Dominicus ist ein herausragendes Beispiel für diesen konkreten Liberalismus, der in vielen Städten und Gemeinden eine effiziente Standortförderung und zukunftsorientierte Investitionen mit einer professionellen Verwaltung verband. Die Politik war breit ausgelegt: Sie reichte von guten Rahmenbedingungen für die Industrieansiedlung über kommunale Versorgungsbetriebe, Schulbau, Park- und Erholungsflächen bis zur innovativen Verkehrsinfrastruktur – praktisch ein kräftiger „Sprung nach vorn“, der nicht wenige Städte auf lange Zeit prägte.

Inhalt der Auflistung:
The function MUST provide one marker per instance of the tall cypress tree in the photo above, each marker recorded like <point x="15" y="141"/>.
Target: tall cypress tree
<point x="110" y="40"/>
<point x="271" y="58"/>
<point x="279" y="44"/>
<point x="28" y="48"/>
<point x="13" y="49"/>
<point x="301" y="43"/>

Arbeitsaufträge:
1. Was verband der konkrete Liberalismus laut dem Text über Dominicus in vielen Städten und Gemeinden?
2. Ersetzen Sie in der gesamten Auflistung „tall cypress tree“ durch „cypress“ und geben Sie die Auflistung sonst unverändert wieder.

Lösungen:
1. Er verband eine effiziente Standortförderung und zukunftsorientierte Investitionen mit einer professionellen Verwaltung.

2.
The function MUST provide one marker per instance of the cypress in the photo above, each marker recorded like <point x="15" y="141"/>.
Target: cypress
<point x="110" y="40"/>
<point x="271" y="58"/>
<point x="279" y="44"/>
<point x="28" y="48"/>
<point x="13" y="49"/>
<point x="301" y="43"/>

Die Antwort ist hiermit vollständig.